Categories: Bible Recall

Jude 1:3
“Beloved, while I was very diligent to write to you concerning our common salvation, I found it necessary to write to you exhorting you to contend earnestly for the faith which was once for all delivered to the saints.”

Ty Duncan recently taught from Jude and this passage was brought out as the central thought of the book. It makes a fitting memory verse to begin this new year.

Consider that disciples of must contend for the faith because:

  1.        Men have turned the grace of God into lewdness and deny God (1:4). Men have, since early times, perverted the grace of God. It should not surprise us when they do this today.
  2.        The Lord after He had saved the people out of the land of Egypt destroyed those who did not believe (1:5).  There is no solid support for the notion that when a person is saved he is permanently and forever sealed and can never sin so as to be lost! He must continue in the faith to inherit Heaven, our Promised Land. If this is not the application of the text, then what is saying?
  3.        Even the angels who did not keep their proper domain are doomed (1:6). If angels cannot get away with sin, why should we think we can? “But if you do not do so, then take note, you have sinned against the LORD; and be sure your sin will find you out” (Num. 32:23).
  4.        Sodom and Gomorrah’s downfall serve as an example of what it means to suffer the vengeance of God (1:7).
  5.        Men have rejected authority (1:8).
  6.        Men speak evil of what they do not know (1:10). Ignorance is often at the source of much evil talk.
  7.        There are spots in our love feasts (1:12). Our “love feasts” are not church-sponsored meals as some have fallaciously asserted. Paul never authorized such a practice (1 Cor. 11:22, 34). Our love feasts are not composed of any kind of literal feast any more than these wrongdoers are literally “spots,” “clouds,” “late autumn trees,” or “raging waves of the sea.” “Love feasts” is a figurative expression describing our worship time before God generally and possibly the Lord’s Supper specifically. The Greek word for “spot” was used in Homer’s Odyssey in the sense of a rock or reef in the sea which destroyed ships (see 3:298). Jude is speaking in the same way about men who come into the church and with raging waves spiritually and morally collide Christians into a rock (cf. 1 Tim. 1:19).
  8.        The Lord is coming to execute judgment (1:14, 15). Judgment is sure.

Let’s become contenders of the faith so as to preserve the integrity of stance before God.

> [RECORDS SHOWN]
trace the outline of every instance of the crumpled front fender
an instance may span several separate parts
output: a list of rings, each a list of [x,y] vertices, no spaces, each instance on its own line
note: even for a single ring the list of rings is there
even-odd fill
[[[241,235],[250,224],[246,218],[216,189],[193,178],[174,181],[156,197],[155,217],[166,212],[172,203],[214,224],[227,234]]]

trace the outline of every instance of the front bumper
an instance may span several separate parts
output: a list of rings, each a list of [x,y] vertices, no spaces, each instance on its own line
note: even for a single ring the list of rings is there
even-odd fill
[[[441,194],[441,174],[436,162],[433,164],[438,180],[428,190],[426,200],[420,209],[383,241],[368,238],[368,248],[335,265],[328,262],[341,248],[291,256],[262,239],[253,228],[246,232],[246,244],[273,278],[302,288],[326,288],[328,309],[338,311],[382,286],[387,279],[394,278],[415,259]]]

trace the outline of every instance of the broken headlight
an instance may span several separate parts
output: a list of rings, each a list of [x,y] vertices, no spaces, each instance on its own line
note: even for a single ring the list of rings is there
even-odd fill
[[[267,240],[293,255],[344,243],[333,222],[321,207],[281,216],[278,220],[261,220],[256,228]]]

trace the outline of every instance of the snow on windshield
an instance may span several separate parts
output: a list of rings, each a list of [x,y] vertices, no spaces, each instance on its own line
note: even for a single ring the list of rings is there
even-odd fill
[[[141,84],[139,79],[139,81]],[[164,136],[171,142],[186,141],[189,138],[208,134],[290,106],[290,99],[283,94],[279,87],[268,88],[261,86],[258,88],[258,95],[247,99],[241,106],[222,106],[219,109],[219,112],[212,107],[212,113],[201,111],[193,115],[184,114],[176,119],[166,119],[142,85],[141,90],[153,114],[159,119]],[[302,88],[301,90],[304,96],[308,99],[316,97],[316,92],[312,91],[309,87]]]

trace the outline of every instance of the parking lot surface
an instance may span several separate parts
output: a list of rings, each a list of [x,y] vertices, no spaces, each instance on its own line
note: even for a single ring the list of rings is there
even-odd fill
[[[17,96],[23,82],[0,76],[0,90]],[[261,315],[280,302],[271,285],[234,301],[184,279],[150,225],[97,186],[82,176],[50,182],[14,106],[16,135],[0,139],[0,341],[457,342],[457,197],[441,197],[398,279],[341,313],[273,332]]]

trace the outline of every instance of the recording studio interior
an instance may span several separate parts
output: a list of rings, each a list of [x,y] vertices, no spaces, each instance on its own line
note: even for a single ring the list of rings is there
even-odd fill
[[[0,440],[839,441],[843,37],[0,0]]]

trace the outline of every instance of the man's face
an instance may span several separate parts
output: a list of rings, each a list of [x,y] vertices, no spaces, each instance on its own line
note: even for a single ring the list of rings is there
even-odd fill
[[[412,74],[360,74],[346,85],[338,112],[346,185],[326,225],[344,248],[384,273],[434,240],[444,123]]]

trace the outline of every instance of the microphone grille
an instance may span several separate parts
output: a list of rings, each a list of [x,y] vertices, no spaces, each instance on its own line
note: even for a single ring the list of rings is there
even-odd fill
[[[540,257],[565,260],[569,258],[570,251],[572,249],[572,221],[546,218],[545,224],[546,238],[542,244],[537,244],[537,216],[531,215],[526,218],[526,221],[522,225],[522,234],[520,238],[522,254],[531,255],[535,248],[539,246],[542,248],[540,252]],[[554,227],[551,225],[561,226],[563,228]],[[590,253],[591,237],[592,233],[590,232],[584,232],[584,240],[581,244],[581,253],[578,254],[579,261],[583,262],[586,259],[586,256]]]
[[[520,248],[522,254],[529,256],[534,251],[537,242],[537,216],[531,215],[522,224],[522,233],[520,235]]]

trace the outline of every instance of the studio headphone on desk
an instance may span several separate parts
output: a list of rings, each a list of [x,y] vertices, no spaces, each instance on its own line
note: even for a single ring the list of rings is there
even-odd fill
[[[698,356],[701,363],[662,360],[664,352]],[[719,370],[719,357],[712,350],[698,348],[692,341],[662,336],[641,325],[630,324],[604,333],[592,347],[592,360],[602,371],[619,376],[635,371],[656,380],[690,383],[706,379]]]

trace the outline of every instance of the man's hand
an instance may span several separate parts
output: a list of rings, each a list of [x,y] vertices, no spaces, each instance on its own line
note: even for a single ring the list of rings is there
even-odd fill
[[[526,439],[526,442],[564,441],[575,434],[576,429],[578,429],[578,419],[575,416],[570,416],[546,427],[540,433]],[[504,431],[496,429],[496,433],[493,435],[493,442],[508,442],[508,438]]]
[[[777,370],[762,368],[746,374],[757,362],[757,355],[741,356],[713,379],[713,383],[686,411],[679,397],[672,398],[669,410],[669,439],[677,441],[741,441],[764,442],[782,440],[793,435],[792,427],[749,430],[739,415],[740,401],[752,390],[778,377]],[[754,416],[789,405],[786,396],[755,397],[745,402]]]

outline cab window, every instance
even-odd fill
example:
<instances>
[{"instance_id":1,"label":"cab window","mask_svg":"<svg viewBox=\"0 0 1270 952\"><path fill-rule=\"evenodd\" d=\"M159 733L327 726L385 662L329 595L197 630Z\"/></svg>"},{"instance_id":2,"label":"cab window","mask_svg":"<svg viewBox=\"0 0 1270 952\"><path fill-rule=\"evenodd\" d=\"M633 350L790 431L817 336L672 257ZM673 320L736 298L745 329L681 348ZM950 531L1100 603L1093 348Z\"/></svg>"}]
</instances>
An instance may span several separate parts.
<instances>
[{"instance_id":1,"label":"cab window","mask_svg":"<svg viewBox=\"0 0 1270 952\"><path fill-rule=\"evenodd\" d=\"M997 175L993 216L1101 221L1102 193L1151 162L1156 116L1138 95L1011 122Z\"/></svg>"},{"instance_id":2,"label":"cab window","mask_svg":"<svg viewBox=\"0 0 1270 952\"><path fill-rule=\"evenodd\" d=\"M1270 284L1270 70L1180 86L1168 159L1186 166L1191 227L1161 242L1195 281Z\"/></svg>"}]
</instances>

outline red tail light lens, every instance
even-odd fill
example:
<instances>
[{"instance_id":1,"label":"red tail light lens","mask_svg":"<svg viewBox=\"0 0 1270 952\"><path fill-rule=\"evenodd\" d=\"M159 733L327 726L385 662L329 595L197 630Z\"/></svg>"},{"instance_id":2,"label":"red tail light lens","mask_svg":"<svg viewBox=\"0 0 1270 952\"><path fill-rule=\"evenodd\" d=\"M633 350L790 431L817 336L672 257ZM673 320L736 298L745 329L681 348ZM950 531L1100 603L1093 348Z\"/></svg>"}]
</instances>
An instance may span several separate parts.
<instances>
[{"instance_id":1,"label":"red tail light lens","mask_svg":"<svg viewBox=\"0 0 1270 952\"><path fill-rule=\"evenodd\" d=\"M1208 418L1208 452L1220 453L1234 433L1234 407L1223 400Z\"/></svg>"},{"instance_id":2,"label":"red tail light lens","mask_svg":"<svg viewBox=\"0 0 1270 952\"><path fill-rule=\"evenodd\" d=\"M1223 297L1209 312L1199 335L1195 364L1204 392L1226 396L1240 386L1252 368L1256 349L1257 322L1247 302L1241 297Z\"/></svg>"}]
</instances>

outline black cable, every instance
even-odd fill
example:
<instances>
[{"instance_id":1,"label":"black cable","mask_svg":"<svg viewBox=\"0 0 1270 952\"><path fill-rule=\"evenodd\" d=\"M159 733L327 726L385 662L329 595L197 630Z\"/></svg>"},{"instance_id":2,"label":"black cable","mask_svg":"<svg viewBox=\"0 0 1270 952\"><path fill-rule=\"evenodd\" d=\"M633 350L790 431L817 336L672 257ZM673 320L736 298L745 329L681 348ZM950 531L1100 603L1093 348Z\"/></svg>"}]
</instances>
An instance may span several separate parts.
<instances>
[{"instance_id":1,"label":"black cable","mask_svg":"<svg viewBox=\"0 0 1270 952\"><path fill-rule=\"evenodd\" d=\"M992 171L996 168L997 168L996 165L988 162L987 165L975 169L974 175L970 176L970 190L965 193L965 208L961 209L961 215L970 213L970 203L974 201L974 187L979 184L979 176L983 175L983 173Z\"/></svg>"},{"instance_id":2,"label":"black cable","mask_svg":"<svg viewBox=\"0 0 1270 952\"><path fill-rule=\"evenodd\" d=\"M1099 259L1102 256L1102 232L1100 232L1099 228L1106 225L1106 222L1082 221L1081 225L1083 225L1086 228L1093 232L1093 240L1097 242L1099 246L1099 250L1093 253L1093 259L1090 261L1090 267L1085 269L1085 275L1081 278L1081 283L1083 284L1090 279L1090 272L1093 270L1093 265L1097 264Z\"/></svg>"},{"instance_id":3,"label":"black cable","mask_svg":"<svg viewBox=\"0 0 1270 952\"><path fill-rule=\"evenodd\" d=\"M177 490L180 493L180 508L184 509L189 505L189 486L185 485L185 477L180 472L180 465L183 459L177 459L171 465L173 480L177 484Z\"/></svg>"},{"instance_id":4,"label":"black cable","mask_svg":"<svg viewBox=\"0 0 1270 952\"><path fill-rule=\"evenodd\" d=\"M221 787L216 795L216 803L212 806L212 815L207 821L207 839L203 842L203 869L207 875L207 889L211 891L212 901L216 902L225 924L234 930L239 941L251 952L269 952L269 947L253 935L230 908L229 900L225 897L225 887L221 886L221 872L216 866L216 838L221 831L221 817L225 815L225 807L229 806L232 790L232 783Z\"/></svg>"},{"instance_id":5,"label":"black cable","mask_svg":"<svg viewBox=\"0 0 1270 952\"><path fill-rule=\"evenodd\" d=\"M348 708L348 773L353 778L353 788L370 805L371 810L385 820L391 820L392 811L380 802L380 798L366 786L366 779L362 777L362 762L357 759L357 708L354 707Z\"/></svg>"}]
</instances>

> [WHAT YOU NEED TO DO]
1. Answer these about the text on Jude 1:3:
(a) Who recently taught from Jude?
(b) Which verse in Jude is cited for the point that men have rejected authority?
(c) In which work was the Greek word for "spot" used in the sense of a rock or reef in the sea?
2. Pick out every line of the records that contains the word "studio", and copy each one.
The text and the records come from unrelated sources.

> [SOLUTIONS IN ORDER]
1.
(a) Ty Duncan
(b) 1:8
(c) Homer's Odyssey

2.
trace the outline of every instance of the recording studio interior
trace the outline of every instance of the studio headphone on desk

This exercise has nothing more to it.